#### Problem description
Below are the records; they must be reproduced verbatim.

#### Exercise material
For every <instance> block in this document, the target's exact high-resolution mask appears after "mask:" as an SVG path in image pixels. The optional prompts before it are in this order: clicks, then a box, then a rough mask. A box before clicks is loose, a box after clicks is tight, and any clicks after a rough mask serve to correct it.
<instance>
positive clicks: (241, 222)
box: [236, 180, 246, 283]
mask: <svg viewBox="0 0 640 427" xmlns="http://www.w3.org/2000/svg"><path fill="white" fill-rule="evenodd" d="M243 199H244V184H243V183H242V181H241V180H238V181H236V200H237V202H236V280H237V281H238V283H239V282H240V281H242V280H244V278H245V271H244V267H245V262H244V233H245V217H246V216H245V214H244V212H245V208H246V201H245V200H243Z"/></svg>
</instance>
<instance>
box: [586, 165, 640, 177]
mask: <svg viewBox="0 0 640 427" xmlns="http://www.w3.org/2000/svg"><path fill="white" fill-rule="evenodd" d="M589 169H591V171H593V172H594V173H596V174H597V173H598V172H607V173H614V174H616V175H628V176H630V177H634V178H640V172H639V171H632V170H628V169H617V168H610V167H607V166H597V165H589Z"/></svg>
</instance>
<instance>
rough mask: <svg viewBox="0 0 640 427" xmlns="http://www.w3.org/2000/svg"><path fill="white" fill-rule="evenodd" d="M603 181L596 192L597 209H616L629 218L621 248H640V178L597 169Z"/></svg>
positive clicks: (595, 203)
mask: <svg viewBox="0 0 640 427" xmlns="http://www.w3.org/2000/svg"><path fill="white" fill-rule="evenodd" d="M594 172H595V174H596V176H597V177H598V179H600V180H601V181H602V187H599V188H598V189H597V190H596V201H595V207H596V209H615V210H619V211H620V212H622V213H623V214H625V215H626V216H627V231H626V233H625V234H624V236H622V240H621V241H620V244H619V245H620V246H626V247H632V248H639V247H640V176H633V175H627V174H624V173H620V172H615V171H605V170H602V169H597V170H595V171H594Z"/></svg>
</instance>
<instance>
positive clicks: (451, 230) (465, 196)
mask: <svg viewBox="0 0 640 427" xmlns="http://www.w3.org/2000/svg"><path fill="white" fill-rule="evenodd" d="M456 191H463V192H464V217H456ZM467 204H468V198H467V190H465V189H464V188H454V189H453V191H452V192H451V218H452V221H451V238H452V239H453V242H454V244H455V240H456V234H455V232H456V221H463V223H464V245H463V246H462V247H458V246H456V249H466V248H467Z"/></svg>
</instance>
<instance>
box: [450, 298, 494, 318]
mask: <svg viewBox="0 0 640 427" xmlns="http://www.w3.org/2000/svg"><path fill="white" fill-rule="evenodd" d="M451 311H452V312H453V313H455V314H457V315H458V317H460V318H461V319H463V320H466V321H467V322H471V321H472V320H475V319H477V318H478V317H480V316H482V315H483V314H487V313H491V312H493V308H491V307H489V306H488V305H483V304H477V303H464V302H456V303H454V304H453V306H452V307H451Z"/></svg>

#### Task answer
For every <instance> block in this document, the target's exact high-resolution mask appears after "mask:" as an SVG path in image pixels. The optional prompts before it are in this order: clicks, then a box, then a rough mask. A box before clicks is loose, a box after clicks is tight, and any clicks after a rough mask serve to correct it.
<instance>
positive clicks: (241, 222)
box: [236, 180, 246, 283]
mask: <svg viewBox="0 0 640 427" xmlns="http://www.w3.org/2000/svg"><path fill="white" fill-rule="evenodd" d="M243 199H244V184H243V183H242V181H241V180H238V181H236V200H237V202H236V280H237V281H238V283H239V282H240V281H242V280H244V278H245V271H244V267H245V262H244V233H245V217H246V216H245V214H244V212H245V208H246V201H245V200H243Z"/></svg>
</instance>
<instance>
box: [586, 165, 640, 177]
mask: <svg viewBox="0 0 640 427" xmlns="http://www.w3.org/2000/svg"><path fill="white" fill-rule="evenodd" d="M589 169H591V171H593V172H594V173H596V174H597V173H598V172H607V173H614V174H616V175H628V176H630V177H634V178H640V172H639V171H632V170H628V169H617V168H610V167H607V166H597V165H589Z"/></svg>
</instance>
<instance>
rough mask: <svg viewBox="0 0 640 427" xmlns="http://www.w3.org/2000/svg"><path fill="white" fill-rule="evenodd" d="M603 181L596 192L597 209H616L629 218L621 248H640V178L597 169Z"/></svg>
positive clicks: (595, 203)
mask: <svg viewBox="0 0 640 427" xmlns="http://www.w3.org/2000/svg"><path fill="white" fill-rule="evenodd" d="M594 172H595V174H596V176H597V177H598V179H600V180H601V181H602V187H599V188H598V189H597V190H596V201H595V207H596V209H615V210H619V211H620V212H622V213H623V214H625V215H626V216H627V231H626V233H625V234H624V236H622V240H621V241H620V244H619V245H620V246H626V247H632V248H639V247H640V176H633V175H627V174H624V173H620V172H615V171H605V170H602V169H597V170H595V171H594Z"/></svg>
</instance>
<instance>
positive clicks: (451, 230) (465, 196)
mask: <svg viewBox="0 0 640 427" xmlns="http://www.w3.org/2000/svg"><path fill="white" fill-rule="evenodd" d="M456 191H463V192H464V217H456ZM467 204H468V198H467V190H465V189H464V188H454V189H453V191H452V192H451V218H452V221H451V238H452V239H453V242H454V244H455V240H456V234H455V232H456V221H463V223H464V245H463V246H462V247H458V246H456V249H466V248H467Z"/></svg>
</instance>
<instance>
box: [450, 298, 494, 318]
mask: <svg viewBox="0 0 640 427" xmlns="http://www.w3.org/2000/svg"><path fill="white" fill-rule="evenodd" d="M451 311H452V312H453V313H455V314H457V315H458V317H460V318H461V319H463V320H466V321H467V322H471V321H472V320H475V319H477V318H478V317H480V316H482V315H483V314H487V313H491V312H493V308H491V307H489V306H488V305H483V304H477V303H464V302H456V303H454V304H453V306H452V307H451Z"/></svg>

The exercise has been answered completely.